News / Asia

Bo Xilai Calls Former Police Chief a Liar in China Trial

In this image taken from video, former Chinese politician Bo Xilai addresses a court at Jinan Intermediate People's Court in eastern China's Shandong province, Aug. 24, 2013.In this image taken from video, former Chinese politician Bo Xilai addresses a court at Jinan Intermediate People's Court in eastern China's Shandong province, Aug. 24, 2013.
x
In this image taken from video, former Chinese politician Bo Xilai addresses a court at Jinan Intermediate People's Court in eastern China's Shandong province, Aug. 24, 2013.
In this image taken from video, former Chinese politician Bo Xilai addresses a court at Jinan Intermediate People's Court in eastern China's Shandong province, Aug. 24, 2013.
Ousted Chinese politician Bo Xilai kept up his fiery defense in court Sunday, accusing his former police chief Wang Lijun of being a "liar and fraudster" as the case heads for an unexpected fifth day Monday.

※ ※ ※

# Aim of the task
Print word for word everything in the article on Bo Xilai's trial from "Ousted Chinese politician" down to "fifth day Monday.".

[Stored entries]
※ ※ ※

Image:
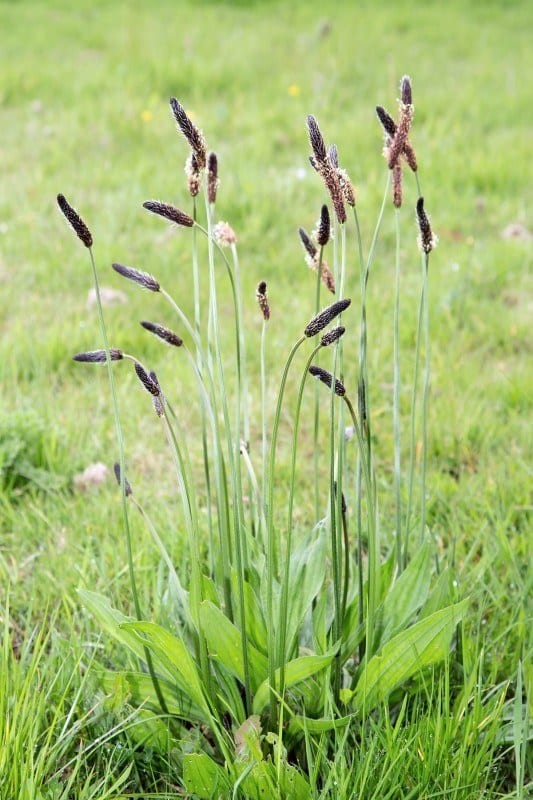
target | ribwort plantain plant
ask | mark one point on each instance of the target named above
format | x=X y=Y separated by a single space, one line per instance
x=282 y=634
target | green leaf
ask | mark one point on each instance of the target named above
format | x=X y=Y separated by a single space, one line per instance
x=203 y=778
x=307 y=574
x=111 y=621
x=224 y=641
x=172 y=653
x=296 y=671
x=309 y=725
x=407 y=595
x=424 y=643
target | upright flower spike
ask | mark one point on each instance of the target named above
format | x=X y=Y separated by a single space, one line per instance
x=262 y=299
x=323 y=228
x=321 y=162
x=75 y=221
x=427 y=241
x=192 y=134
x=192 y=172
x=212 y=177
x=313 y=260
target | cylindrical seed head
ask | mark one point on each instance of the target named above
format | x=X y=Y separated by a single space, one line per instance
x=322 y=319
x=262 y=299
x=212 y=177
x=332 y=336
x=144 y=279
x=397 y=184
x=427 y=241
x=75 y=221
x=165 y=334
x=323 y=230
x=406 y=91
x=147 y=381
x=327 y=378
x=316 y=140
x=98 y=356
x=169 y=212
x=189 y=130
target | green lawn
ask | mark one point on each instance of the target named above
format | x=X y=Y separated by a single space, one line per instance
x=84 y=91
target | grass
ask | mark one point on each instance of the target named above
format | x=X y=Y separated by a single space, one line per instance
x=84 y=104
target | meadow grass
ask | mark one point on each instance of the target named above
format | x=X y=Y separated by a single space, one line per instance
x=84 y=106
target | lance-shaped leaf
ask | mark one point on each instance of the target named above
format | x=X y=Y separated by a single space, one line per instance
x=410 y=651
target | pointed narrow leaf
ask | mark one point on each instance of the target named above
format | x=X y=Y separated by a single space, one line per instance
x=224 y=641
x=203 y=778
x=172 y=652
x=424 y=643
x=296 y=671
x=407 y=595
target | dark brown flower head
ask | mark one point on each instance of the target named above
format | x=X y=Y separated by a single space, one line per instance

※ ※ ※

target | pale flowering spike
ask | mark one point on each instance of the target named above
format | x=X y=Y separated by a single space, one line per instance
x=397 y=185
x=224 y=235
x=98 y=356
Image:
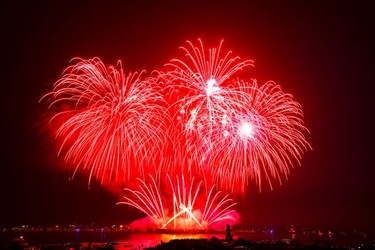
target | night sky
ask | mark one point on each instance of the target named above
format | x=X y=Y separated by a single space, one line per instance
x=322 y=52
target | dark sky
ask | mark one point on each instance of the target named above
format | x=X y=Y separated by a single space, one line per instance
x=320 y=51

※ ※ ※

# Response to this exercise
Ousted Chinese politician Bo Xilai kept up his fiery defense in court Sunday, accusing his former police chief Wang Lijun of being a "liar and fraudster" as the case heads for an unexpected fifth day Monday.